Page text:
========================================

There exists a p.p.t. algorithm S (simulator) which given any v ∈ L_{R} and any challenge c ∈ C produces conversations (a, c, r) with the same probability distribution as conversations between honest P and V on common input v and challenge c, where P uses any witness w satisfying (v, w) ∈ R.

So, the definition roughly translates to:

Pr[Real_view (v, w, c)] = Pr[Simulator_view (v, c)]

But, say for the moment, if I do no want to do probabilistic reasoning inside Coq, and I write that there is a bijection between the real view and simulator view with making all the randomness explicitly:

f : Real_view (v (* statement *), w (* witness *), 
               c (* challenge from verifier *), 
               r (* random coin toss of prover *)) <-> 
    Simulator_view (v (* statement *), 
                    c (* challenge of verifier *)

========================================

Extracted material:

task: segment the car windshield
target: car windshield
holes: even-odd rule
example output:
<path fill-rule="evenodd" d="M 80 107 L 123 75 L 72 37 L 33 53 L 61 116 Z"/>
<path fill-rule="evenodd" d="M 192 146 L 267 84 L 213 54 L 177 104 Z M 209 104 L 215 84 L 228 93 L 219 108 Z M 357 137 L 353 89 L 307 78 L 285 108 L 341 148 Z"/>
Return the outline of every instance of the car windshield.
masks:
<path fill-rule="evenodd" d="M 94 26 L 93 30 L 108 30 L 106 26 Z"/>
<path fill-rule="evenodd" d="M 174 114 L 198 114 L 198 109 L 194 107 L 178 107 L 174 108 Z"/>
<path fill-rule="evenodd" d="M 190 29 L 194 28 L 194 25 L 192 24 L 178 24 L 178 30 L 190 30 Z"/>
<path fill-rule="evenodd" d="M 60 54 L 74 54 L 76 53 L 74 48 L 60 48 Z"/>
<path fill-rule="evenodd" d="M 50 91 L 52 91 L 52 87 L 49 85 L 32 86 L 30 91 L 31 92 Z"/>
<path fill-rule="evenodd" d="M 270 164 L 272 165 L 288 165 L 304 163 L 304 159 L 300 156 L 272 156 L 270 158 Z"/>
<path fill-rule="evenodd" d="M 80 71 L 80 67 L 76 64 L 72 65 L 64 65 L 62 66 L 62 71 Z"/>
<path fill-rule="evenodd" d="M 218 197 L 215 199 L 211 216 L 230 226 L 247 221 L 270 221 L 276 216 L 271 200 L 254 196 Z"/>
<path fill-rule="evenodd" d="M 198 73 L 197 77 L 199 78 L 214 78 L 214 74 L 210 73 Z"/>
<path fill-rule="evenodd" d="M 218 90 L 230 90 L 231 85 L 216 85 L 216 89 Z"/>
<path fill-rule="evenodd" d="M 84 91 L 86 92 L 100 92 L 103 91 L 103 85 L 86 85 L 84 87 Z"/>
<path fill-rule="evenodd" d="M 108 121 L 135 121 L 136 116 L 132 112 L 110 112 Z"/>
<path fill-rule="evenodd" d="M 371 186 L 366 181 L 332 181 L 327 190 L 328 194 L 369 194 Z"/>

========================================

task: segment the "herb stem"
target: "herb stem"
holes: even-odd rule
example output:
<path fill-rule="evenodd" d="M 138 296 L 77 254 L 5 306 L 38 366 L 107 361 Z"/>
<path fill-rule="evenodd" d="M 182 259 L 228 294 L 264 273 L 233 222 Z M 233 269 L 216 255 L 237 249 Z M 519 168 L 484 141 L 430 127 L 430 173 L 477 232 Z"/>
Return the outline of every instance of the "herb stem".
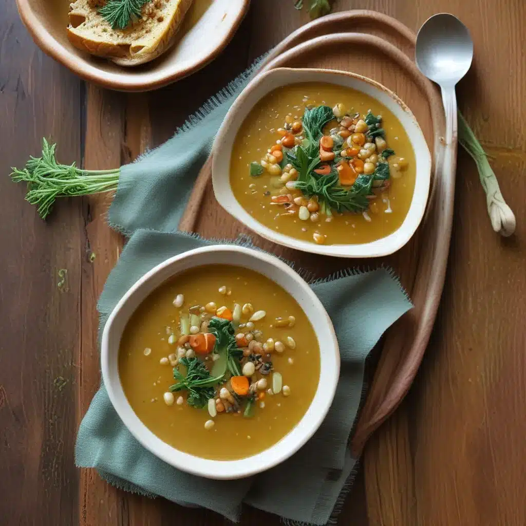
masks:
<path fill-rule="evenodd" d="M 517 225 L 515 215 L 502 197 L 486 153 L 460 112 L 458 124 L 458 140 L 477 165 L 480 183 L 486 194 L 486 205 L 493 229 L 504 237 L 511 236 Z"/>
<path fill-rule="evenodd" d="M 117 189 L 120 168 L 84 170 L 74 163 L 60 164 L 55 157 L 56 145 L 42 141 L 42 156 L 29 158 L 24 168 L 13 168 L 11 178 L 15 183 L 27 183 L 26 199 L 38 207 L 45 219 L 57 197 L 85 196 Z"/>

========================================

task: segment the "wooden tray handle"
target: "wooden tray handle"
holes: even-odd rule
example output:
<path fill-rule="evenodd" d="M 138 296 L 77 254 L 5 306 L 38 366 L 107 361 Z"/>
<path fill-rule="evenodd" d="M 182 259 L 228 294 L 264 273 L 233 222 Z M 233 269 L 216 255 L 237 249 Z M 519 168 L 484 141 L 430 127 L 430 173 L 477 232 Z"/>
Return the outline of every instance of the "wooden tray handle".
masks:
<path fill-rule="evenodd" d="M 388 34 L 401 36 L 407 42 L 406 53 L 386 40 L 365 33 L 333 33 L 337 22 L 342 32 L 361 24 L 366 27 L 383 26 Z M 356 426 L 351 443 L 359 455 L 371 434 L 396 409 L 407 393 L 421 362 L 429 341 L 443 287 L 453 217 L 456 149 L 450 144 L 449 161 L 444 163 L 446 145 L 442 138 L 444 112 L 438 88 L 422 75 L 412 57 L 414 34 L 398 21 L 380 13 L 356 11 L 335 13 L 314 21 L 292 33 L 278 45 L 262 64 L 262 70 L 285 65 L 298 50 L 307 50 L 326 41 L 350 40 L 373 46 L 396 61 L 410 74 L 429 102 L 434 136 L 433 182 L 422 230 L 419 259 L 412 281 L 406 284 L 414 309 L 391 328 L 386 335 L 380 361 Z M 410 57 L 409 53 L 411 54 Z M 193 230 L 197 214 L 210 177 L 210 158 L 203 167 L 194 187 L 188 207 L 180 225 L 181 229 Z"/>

========================================

Tasks:
• 1. In the passage on the simulator definition, what does the letter r represent in the Real_view signature?
• 2. Please reproduce the part of the records that opens with the line containing "task: segment the car windshield" and closes with the line containing "80 71 L 80 67", both lines included.

Answers provided:
• 1. The random coin toss of the prover.

• 2.
task: segment the car windshield
target: car windshield
holes: even-odd rule
example output:
<path fill-rule="evenodd" d="M 80 107 L 123 75 L 72 37 L 33 53 L 61 116 Z"/>
<path fill-rule="evenodd" d="M 192 146 L 267 84 L 213 54 L 177 104 Z M 209 104 L 215 84 L 228 93 L 219 108 Z M 357 137 L 353 89 L 307 78 L 285 108 L 341 148 Z"/>
Return the outline of every instance of the car windshield.
masks:
<path fill-rule="evenodd" d="M 94 26 L 93 30 L 108 30 L 106 26 Z"/>
<path fill-rule="evenodd" d="M 174 114 L 198 114 L 198 109 L 194 107 L 178 107 L 174 108 Z"/>
<path fill-rule="evenodd" d="M 190 29 L 194 28 L 194 25 L 192 24 L 178 24 L 178 30 L 190 30 Z"/>
<path fill-rule="evenodd" d="M 60 54 L 74 54 L 76 53 L 74 48 L 60 48 Z"/>
<path fill-rule="evenodd" d="M 50 91 L 52 91 L 52 87 L 49 85 L 32 86 L 30 91 L 31 92 Z"/>
<path fill-rule="evenodd" d="M 270 164 L 272 165 L 288 165 L 304 163 L 304 159 L 300 156 L 272 156 L 270 158 Z"/>
<path fill-rule="evenodd" d="M 80 71 L 80 67 L 76 64 L 72 65 L 64 65 L 62 66 L 62 71 Z"/>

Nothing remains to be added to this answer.